- **Text for analysis**:
+++

The Global Annual to Decadal Climate Update, led by the United Kingdom's Met Office, was published on Thursday. It provides a climate outlook for the next five years, with annual updates. It harnesses the expertise of internationally acclaimed climate scientists and the best computer models from leading climate centres around the world to produce actionable information for decision-makers.

The earth's average temperature is already over 1.0 C above the pre-industrial period. The last five-year period has been the warmest five years on record.

“This study shows – with a high level of scientific skill – the enormous challenge ahead in meeting the Paris Agreement on Climate Change target of keeping a global temperature rise this century well below 2 degrees Celsius above pre-industrial levels and to pursue efforts to limit the temperature increase even further to 1.5 degrees Celsius,” said WMO Secretary-General Petteri Taalas.

The predictions take into account natural variations as well as human influences on climate to provide the best possible forecasts of temperature, rainfall, wind patterns and other variables for the coming five years. The forecast models do not take into consideration changes in emissions of greenhouse gases and aerosols as a result of the coronavirus lockdown.

“WMO has repeatedly stressed that the industrial and economic slowdown from COVID-19 is not a substitute for sustained and coordinated climate action. Due to the very long lifetime of CO2 in the atmosphere, the impact of the drop in emissions this year is not expected to lead to a reduction of CO2 atmospheric concentrations which are driving global temperature increases,” said Professor Taalas.

“Whilst COVID-19 has caused a severe international health and economic crisis, failure to tackle climate change may threaten human well-being, ecosystems and economies for centuries, Governments should use the opportunity to embrace climate action as part of recovery programmes and ensure that we grow back better,” he said.

Professor Adam Scaife is the head of long-range prediction at the Met Office Hadley Centre. He said: “This is an exciting new scientific capability. As human-induced climate change grows, it is becoming even more important for governments and decision makers to understand the current climate risks on an annually-updated basis.”

+++

- **Problems to solve**:
1) In the climate update text, which organization led the Global Annual to Decadal Climate Update?
2) List everything that, according to the climate update text, failure to tackle climate change may threaten for centuries.

- **Extracted material**:
+++

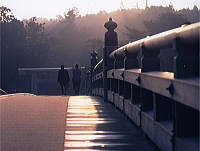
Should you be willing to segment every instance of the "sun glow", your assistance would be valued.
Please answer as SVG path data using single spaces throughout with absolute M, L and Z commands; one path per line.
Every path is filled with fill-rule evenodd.
M 120 8 L 144 8 L 145 0 L 0 0 L 0 5 L 4 5 L 12 10 L 14 15 L 21 18 L 46 17 L 56 18 L 69 9 L 76 7 L 80 15 L 98 13 L 99 11 L 114 11 Z M 175 8 L 188 8 L 194 5 L 199 6 L 197 0 L 148 0 L 148 5 L 169 5 Z

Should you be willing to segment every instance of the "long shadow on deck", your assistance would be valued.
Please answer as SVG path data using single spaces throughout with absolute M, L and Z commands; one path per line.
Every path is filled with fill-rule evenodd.
M 157 151 L 112 104 L 99 97 L 70 97 L 65 150 Z

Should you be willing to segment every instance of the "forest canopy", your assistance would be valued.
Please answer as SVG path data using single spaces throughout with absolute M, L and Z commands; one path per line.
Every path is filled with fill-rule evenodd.
M 175 10 L 172 5 L 151 6 L 146 9 L 121 9 L 107 13 L 79 15 L 72 8 L 56 19 L 19 20 L 7 7 L 0 7 L 2 71 L 9 80 L 17 68 L 66 67 L 78 63 L 87 66 L 90 51 L 102 55 L 104 23 L 112 17 L 118 23 L 119 45 L 148 35 L 199 21 L 199 9 Z M 5 59 L 6 58 L 6 59 Z M 9 70 L 8 70 L 9 69 Z

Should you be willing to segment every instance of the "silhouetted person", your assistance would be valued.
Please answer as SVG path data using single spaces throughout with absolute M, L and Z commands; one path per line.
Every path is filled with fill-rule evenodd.
M 72 82 L 75 95 L 78 95 L 81 84 L 81 70 L 78 68 L 78 64 L 75 65 L 75 69 L 73 70 Z
M 64 65 L 61 65 L 61 69 L 58 71 L 57 82 L 61 86 L 62 95 L 66 94 L 66 90 L 69 86 L 69 74 L 68 71 L 64 69 Z
M 117 36 L 117 33 L 114 31 L 115 28 L 117 28 L 117 23 L 114 22 L 112 20 L 112 18 L 109 18 L 109 21 L 104 24 L 104 27 L 108 30 L 105 33 L 104 46 L 117 48 L 118 47 L 118 36 Z M 109 51 L 113 51 L 113 50 L 109 50 Z M 109 52 L 109 53 L 111 53 L 111 52 Z

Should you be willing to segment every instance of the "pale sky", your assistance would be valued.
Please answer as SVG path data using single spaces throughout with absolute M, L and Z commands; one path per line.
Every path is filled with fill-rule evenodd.
M 55 18 L 63 15 L 72 7 L 77 7 L 81 15 L 97 13 L 101 10 L 113 11 L 120 8 L 123 1 L 125 8 L 136 7 L 144 8 L 145 0 L 0 0 L 0 5 L 9 7 L 18 18 L 46 17 Z M 193 8 L 199 0 L 148 0 L 149 5 L 169 5 L 173 4 L 175 9 Z

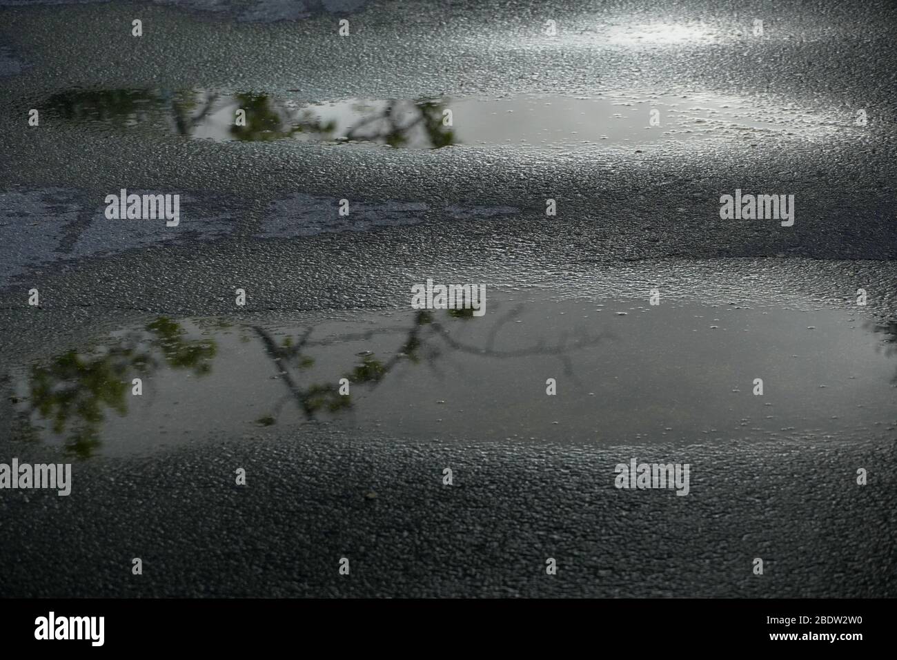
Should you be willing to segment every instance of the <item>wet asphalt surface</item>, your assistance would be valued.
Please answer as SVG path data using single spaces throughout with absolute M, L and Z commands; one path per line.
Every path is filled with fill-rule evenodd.
M 865 287 L 867 318 L 897 313 L 888 3 L 7 4 L 4 374 L 160 314 L 300 321 L 390 310 L 430 277 L 573 300 L 659 284 L 684 300 L 809 308 L 846 306 Z M 344 16 L 353 36 L 339 39 Z M 750 38 L 756 17 L 762 39 Z M 559 37 L 540 33 L 546 19 Z M 703 40 L 614 45 L 614 30 L 656 22 L 700 23 Z M 27 126 L 29 109 L 90 87 L 308 101 L 701 90 L 755 99 L 773 116 L 796 106 L 843 130 L 701 148 L 417 152 L 148 139 L 49 113 Z M 858 108 L 869 116 L 861 129 Z M 102 199 L 122 187 L 181 192 L 185 231 L 107 230 Z M 794 227 L 720 221 L 718 197 L 736 188 L 795 194 Z M 358 204 L 348 226 L 335 213 L 344 198 Z M 556 217 L 544 216 L 547 198 Z M 31 287 L 39 308 L 27 305 Z M 62 461 L 19 433 L 8 379 L 2 389 L 0 461 Z M 68 497 L 3 492 L 0 594 L 893 597 L 895 440 L 882 427 L 649 446 L 412 442 L 322 424 L 98 456 L 74 462 Z M 632 456 L 690 462 L 689 497 L 615 489 L 614 465 Z M 131 575 L 134 557 L 143 576 Z M 757 557 L 763 576 L 752 573 Z

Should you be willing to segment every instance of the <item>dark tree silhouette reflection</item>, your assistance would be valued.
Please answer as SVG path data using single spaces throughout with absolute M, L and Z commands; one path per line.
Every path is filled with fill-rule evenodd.
M 456 144 L 454 130 L 444 125 L 443 100 L 378 102 L 378 107 L 355 103 L 358 118 L 352 128 L 337 135 L 334 119 L 325 119 L 325 106 L 296 104 L 270 94 L 222 94 L 209 90 L 108 89 L 68 90 L 50 96 L 51 112 L 73 122 L 100 122 L 117 128 L 149 124 L 168 125 L 177 135 L 195 136 L 210 118 L 227 110 L 229 123 L 219 128 L 219 139 L 267 142 L 301 138 L 315 142 L 371 142 L 394 147 L 439 149 Z M 236 121 L 236 110 L 245 111 L 245 125 Z
M 127 414 L 131 379 L 151 374 L 161 359 L 171 369 L 196 375 L 211 371 L 216 353 L 212 339 L 185 340 L 181 326 L 161 317 L 144 332 L 131 332 L 99 355 L 69 350 L 48 365 L 31 368 L 30 410 L 50 423 L 53 433 L 68 431 L 65 449 L 81 458 L 100 445 L 104 409 Z
M 479 357 L 526 358 L 532 356 L 555 356 L 564 373 L 578 382 L 573 370 L 570 351 L 592 346 L 606 337 L 606 333 L 583 335 L 568 341 L 562 339 L 555 345 L 539 341 L 528 348 L 498 350 L 494 343 L 502 326 L 520 313 L 521 306 L 497 317 L 490 328 L 483 346 L 471 346 L 455 339 L 451 324 L 470 322 L 472 310 L 448 310 L 444 318 L 448 324 L 437 320 L 427 310 L 414 313 L 407 328 L 390 328 L 356 334 L 344 334 L 320 340 L 312 340 L 315 327 L 306 329 L 293 338 L 278 340 L 268 330 L 258 325 L 246 326 L 244 330 L 257 337 L 265 355 L 276 370 L 277 377 L 287 392 L 273 409 L 256 422 L 263 426 L 276 424 L 283 406 L 292 401 L 307 420 L 316 419 L 322 412 L 337 414 L 353 408 L 353 395 L 340 392 L 340 381 L 346 379 L 352 388 L 372 390 L 383 383 L 403 362 L 425 365 L 437 374 L 439 362 L 446 351 L 456 351 Z M 222 328 L 229 326 L 223 325 Z M 371 351 L 356 354 L 354 364 L 342 373 L 327 377 L 324 382 L 306 382 L 303 374 L 315 365 L 309 355 L 312 348 L 339 345 L 358 340 L 370 340 L 373 333 L 402 335 L 396 349 L 383 359 Z M 125 416 L 128 412 L 127 397 L 135 377 L 152 377 L 162 367 L 176 371 L 190 371 L 196 376 L 212 372 L 218 354 L 214 339 L 190 339 L 182 325 L 166 317 L 147 323 L 140 330 L 119 337 L 102 348 L 88 353 L 66 351 L 48 365 L 30 369 L 29 384 L 30 411 L 28 418 L 38 415 L 49 423 L 54 434 L 66 435 L 65 449 L 81 458 L 87 458 L 100 446 L 100 431 L 108 410 Z M 244 335 L 244 339 L 248 339 Z M 360 359 L 359 359 L 360 358 Z M 149 383 L 149 382 L 148 382 Z M 357 390 L 352 389 L 351 392 Z M 363 392 L 363 390 L 362 390 Z

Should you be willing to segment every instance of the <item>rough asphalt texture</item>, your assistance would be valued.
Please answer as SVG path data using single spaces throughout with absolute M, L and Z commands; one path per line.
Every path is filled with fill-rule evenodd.
M 659 278 L 673 295 L 808 305 L 867 286 L 870 315 L 897 311 L 891 3 L 213 6 L 0 6 L 0 373 L 153 314 L 390 308 L 426 277 L 573 297 Z M 140 40 L 122 28 L 138 13 Z M 348 44 L 334 37 L 344 15 Z M 767 39 L 742 34 L 755 17 Z M 547 18 L 566 40 L 540 36 Z M 701 22 L 716 40 L 605 45 L 633 20 Z M 700 89 L 792 103 L 850 137 L 414 153 L 26 126 L 61 90 L 160 85 L 306 100 Z M 865 134 L 848 133 L 858 108 Z M 190 196 L 198 229 L 98 230 L 122 186 Z M 718 196 L 736 188 L 795 194 L 793 231 L 721 223 Z M 315 205 L 342 198 L 363 205 L 363 233 L 320 220 Z M 296 231 L 272 235 L 284 208 Z M 235 314 L 236 286 L 251 294 Z M 31 286 L 40 309 L 25 304 Z M 62 460 L 14 436 L 0 389 L 0 460 Z M 266 437 L 77 462 L 69 497 L 4 491 L 0 594 L 897 596 L 893 432 L 668 447 L 403 444 L 327 426 Z M 691 495 L 616 490 L 614 465 L 631 456 L 691 462 Z

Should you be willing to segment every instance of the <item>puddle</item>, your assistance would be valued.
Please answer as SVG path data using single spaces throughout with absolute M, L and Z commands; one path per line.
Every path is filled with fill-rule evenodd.
M 711 94 L 309 103 L 213 90 L 72 90 L 50 97 L 48 105 L 64 121 L 102 129 L 139 127 L 214 141 L 292 139 L 411 149 L 818 139 L 846 128 L 797 108 L 764 110 L 756 100 Z
M 87 457 L 321 423 L 360 442 L 376 428 L 442 442 L 607 444 L 837 441 L 895 426 L 897 324 L 849 310 L 490 295 L 482 317 L 154 319 L 12 370 L 16 435 Z

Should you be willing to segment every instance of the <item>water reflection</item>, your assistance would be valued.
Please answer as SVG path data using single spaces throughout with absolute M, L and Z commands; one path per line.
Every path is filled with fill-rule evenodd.
M 897 321 L 700 303 L 490 304 L 482 318 L 370 312 L 299 327 L 158 318 L 13 370 L 18 434 L 88 457 L 308 424 L 605 443 L 848 439 L 897 426 Z
M 68 121 L 164 126 L 185 137 L 220 141 L 294 138 L 432 149 L 455 143 L 443 122 L 446 101 L 431 98 L 312 104 L 213 90 L 71 90 L 49 97 L 48 105 Z
M 492 329 L 492 339 L 486 346 L 469 345 L 455 336 L 457 330 L 453 330 L 455 324 L 472 321 L 474 317 L 469 312 L 439 312 L 444 314 L 442 321 L 436 317 L 437 312 L 422 310 L 414 314 L 405 327 L 339 332 L 323 339 L 313 339 L 318 326 L 296 334 L 260 325 L 215 322 L 207 327 L 161 317 L 143 328 L 118 333 L 86 353 L 68 350 L 48 364 L 31 367 L 27 387 L 21 388 L 28 395 L 18 398 L 19 411 L 25 424 L 46 424 L 46 430 L 62 438 L 67 452 L 87 458 L 101 448 L 100 430 L 104 425 L 109 427 L 114 422 L 108 412 L 125 417 L 131 412 L 129 401 L 134 406 L 144 404 L 142 400 L 144 396 L 132 395 L 134 378 L 143 379 L 144 395 L 152 399 L 166 391 L 181 393 L 178 386 L 156 382 L 164 383 L 170 380 L 172 373 L 188 372 L 187 375 L 191 378 L 185 392 L 190 395 L 203 392 L 209 395 L 207 406 L 196 405 L 191 421 L 199 418 L 211 425 L 218 422 L 217 409 L 229 406 L 217 395 L 219 388 L 223 384 L 235 386 L 239 398 L 248 399 L 251 404 L 248 408 L 252 412 L 241 421 L 271 427 L 282 421 L 297 421 L 297 412 L 302 419 L 310 421 L 321 414 L 335 415 L 350 410 L 359 388 L 362 393 L 373 392 L 404 365 L 427 365 L 439 373 L 439 362 L 446 356 L 447 348 L 480 357 L 553 355 L 562 360 L 562 370 L 572 375 L 569 352 L 595 345 L 605 336 L 599 332 L 594 336 L 581 335 L 572 341 L 562 339 L 553 346 L 540 340 L 529 348 L 503 352 L 492 343 L 496 333 L 515 318 L 518 310 L 512 310 L 497 321 Z M 191 330 L 186 330 L 185 325 L 191 326 Z M 190 334 L 212 334 L 214 339 L 190 339 Z M 237 342 L 234 334 L 239 337 Z M 396 335 L 397 341 L 392 339 Z M 249 355 L 245 347 L 235 346 L 253 340 L 260 344 L 261 351 Z M 225 356 L 216 359 L 222 345 L 227 347 Z M 359 348 L 365 350 L 353 350 Z M 317 351 L 319 356 L 313 356 L 312 351 Z M 218 377 L 213 379 L 216 382 L 204 384 L 203 379 L 213 375 L 213 366 L 219 372 Z M 226 371 L 229 368 L 240 375 L 230 375 Z M 267 375 L 272 371 L 274 375 Z M 350 383 L 352 389 L 348 393 L 340 392 L 341 379 Z M 268 384 L 271 382 L 277 385 L 272 388 Z M 173 412 L 158 409 L 159 406 L 150 417 L 151 425 Z M 290 410 L 292 415 L 288 414 Z M 140 428 L 141 434 L 152 431 L 139 423 L 133 426 Z M 173 426 L 177 427 L 177 422 Z M 231 425 L 225 422 L 221 426 L 227 428 Z
M 822 139 L 846 128 L 799 108 L 764 108 L 753 99 L 710 93 L 312 103 L 201 89 L 72 90 L 50 97 L 48 105 L 65 121 L 161 130 L 196 139 L 292 139 L 409 149 L 462 144 L 569 149 L 670 139 L 701 144 L 695 138 L 711 137 L 753 144 L 762 136 Z
M 83 355 L 69 350 L 48 365 L 31 368 L 31 412 L 48 422 L 53 433 L 67 432 L 66 450 L 90 456 L 100 445 L 104 409 L 127 414 L 126 395 L 133 378 L 152 375 L 161 361 L 170 369 L 207 374 L 215 356 L 215 342 L 186 340 L 179 323 L 164 317 L 148 323 L 143 331 L 130 331 L 118 342 Z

+++

- **Your responses**:
1) The United Kingdom's Met Office led it.

2) Human well-being, ecosystems, economies